# [YOUR INSTRUCTIONS]
Give only the lines from the one containing "Where can you spot the black smartwatch" through the end of the material below, exactly as written.

━━━━━ STORED RECORDS

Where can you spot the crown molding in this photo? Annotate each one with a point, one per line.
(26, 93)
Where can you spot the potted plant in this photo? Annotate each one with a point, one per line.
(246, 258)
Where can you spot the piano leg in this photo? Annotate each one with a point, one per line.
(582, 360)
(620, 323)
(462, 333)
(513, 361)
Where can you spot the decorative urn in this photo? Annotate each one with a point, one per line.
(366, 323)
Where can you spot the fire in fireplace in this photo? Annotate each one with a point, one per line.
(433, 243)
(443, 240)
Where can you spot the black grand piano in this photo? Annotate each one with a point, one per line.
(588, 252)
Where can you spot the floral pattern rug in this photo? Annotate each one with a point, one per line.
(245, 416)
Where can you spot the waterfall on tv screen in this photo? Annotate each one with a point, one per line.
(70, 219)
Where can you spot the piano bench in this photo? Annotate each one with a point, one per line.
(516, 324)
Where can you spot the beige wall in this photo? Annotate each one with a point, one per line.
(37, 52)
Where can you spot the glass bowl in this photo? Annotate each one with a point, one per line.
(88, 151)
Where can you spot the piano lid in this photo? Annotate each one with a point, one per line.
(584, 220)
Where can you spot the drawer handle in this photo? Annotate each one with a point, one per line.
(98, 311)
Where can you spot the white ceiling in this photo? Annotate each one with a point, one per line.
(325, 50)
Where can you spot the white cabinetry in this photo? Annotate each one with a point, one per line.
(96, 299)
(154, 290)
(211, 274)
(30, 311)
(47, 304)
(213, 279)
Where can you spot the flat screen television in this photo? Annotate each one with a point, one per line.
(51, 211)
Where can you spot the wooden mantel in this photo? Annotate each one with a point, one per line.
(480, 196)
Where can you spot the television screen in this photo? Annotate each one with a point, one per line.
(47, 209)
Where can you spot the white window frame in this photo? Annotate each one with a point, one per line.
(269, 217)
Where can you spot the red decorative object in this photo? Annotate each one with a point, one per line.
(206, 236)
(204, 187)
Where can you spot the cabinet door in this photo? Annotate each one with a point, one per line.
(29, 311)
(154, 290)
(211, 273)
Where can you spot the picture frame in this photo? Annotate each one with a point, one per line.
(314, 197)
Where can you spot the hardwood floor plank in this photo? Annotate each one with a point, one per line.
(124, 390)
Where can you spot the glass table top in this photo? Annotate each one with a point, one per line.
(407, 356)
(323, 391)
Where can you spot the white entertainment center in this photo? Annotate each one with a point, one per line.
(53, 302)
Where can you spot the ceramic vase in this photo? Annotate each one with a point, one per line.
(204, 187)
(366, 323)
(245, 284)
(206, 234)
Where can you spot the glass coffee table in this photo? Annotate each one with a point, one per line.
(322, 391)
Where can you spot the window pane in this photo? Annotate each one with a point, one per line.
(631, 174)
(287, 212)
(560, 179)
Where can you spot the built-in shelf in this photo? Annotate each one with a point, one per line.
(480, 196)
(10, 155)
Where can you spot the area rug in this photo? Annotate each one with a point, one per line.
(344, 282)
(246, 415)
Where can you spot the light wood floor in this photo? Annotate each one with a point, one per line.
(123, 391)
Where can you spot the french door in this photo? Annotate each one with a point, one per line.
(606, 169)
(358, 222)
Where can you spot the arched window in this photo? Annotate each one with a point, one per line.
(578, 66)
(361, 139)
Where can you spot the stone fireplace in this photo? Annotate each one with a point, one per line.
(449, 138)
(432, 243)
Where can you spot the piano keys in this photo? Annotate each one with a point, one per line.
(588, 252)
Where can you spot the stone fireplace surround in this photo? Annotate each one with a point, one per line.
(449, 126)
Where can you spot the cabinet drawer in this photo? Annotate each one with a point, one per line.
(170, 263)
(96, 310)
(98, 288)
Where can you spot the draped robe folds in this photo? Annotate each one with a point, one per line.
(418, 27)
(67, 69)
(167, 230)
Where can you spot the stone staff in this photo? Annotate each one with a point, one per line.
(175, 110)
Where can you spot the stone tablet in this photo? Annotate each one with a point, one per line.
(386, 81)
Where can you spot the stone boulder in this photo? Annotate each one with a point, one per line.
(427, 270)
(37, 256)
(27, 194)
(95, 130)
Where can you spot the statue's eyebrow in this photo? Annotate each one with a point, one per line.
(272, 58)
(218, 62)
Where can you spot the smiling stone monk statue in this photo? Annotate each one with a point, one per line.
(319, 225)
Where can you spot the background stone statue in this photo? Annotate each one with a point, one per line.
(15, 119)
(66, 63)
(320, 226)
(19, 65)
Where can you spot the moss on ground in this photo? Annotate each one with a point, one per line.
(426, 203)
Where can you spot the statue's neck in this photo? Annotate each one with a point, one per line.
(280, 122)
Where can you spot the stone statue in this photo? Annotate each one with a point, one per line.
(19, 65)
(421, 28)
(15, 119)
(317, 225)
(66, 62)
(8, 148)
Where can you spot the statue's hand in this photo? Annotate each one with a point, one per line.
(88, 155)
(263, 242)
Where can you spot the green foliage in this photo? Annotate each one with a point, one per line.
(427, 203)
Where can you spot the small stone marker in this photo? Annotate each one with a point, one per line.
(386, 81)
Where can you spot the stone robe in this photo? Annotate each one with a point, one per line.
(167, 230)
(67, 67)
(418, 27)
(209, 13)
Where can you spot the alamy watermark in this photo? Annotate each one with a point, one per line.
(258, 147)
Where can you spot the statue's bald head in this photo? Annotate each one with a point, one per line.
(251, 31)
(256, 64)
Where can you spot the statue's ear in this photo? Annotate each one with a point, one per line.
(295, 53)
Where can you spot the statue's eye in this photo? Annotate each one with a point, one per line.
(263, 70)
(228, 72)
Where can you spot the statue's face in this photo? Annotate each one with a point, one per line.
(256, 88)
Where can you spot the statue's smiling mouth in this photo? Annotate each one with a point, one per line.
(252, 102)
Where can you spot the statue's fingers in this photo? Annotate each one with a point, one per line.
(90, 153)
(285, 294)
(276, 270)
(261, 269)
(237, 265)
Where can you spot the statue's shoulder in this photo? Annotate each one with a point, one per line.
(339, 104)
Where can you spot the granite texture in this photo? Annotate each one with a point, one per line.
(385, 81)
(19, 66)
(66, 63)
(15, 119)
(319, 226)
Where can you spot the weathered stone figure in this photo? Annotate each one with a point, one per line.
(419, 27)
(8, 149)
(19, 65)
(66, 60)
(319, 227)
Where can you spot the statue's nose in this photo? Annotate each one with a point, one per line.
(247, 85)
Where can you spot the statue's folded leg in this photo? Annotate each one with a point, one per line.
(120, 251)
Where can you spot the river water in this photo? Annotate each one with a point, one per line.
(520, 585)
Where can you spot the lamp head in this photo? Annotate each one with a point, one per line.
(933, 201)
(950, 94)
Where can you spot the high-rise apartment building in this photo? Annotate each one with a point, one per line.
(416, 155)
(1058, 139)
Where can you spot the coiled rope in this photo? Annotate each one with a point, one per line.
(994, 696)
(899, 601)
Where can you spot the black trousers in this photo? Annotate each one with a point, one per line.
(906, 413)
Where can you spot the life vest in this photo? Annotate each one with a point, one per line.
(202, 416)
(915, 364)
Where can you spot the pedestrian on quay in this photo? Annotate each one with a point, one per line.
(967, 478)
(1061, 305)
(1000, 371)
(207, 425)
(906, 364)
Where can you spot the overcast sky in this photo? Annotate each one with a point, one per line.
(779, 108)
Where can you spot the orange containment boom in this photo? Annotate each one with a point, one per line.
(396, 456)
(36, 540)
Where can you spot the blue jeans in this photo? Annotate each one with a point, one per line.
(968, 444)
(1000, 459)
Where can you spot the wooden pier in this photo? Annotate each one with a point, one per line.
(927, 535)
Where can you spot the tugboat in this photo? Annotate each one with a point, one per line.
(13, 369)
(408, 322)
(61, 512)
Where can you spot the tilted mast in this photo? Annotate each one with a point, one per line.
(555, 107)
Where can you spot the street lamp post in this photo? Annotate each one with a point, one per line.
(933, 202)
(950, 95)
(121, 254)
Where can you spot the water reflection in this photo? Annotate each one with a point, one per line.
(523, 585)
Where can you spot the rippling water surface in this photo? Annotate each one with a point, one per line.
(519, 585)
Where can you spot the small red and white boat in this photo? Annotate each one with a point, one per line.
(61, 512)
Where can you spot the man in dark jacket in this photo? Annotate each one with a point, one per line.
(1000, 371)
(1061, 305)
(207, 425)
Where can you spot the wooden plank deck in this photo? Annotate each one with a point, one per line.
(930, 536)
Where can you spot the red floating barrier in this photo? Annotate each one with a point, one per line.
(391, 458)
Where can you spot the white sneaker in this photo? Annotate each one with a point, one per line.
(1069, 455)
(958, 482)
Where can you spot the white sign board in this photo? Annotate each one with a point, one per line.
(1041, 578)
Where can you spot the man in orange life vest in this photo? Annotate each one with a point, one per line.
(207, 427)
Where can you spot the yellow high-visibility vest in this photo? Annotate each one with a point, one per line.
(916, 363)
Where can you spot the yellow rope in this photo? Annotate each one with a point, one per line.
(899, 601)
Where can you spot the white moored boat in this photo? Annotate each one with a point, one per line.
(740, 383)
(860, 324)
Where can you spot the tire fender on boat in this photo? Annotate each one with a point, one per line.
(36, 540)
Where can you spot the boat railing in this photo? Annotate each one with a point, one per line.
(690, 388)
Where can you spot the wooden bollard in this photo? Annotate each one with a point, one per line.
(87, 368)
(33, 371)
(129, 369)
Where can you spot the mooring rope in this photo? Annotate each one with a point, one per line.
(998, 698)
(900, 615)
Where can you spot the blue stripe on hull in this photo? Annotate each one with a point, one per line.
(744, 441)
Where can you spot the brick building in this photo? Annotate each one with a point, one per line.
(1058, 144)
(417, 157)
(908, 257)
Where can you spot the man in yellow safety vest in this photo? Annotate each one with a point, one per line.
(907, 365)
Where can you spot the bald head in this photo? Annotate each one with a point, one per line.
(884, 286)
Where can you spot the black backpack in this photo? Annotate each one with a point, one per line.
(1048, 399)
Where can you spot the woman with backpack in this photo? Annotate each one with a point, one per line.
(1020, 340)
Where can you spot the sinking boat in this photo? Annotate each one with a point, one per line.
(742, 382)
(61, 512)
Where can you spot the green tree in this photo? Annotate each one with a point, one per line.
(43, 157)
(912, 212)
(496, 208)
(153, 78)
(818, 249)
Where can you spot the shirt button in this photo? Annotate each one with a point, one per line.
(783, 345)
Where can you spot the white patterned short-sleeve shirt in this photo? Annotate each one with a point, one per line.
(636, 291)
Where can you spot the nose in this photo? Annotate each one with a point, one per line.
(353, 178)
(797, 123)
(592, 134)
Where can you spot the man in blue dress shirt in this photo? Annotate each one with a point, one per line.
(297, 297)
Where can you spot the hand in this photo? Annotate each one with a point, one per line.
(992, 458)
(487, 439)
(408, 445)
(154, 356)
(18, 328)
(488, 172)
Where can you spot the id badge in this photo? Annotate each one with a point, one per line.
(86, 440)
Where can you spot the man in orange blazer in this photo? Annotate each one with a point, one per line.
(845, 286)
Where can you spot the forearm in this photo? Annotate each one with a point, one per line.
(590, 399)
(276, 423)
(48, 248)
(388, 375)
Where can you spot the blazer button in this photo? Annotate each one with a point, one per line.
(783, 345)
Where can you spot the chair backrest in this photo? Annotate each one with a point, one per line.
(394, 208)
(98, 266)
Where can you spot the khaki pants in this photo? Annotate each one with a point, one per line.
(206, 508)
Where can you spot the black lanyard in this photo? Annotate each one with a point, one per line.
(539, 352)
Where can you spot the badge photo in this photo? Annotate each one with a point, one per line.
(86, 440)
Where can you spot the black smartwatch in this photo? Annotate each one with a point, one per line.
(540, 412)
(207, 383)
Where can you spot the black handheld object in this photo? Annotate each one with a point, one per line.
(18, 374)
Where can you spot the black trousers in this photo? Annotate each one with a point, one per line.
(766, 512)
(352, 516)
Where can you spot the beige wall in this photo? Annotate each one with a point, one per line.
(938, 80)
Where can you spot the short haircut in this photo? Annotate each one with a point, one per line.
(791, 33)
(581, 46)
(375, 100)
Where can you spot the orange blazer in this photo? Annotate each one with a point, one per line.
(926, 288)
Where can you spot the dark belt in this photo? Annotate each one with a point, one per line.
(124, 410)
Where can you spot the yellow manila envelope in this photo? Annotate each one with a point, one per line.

━━━━━━━━━━

# [WRITTEN RESPONSE]
Where can you spot the black smartwatch in this photo? Annotate each one with a point, one per line.
(540, 412)
(207, 383)
Where can you spot the black handheld object in this photo? Annotate each one with a point, one per line.
(18, 374)
Where can you spot the black trousers in this photo? Annotate each one with a point, one per line.
(766, 512)
(352, 516)
Where can you spot the beige wall in this photo? Annotate each one with a point, one per line.
(938, 80)
Where can you spot the short haircut in this photo? Annotate each one with a point, one per line.
(791, 33)
(581, 46)
(375, 100)
Where can you spot the orange blazer in this photo? Annotate each one with a point, one per line.
(926, 288)
Where can you spot the dark belt in this photo? Annotate each one with a point, one per line.
(124, 410)
Where can you spot the yellow manila envelope in this photo? Annotate each one with a point, one per line.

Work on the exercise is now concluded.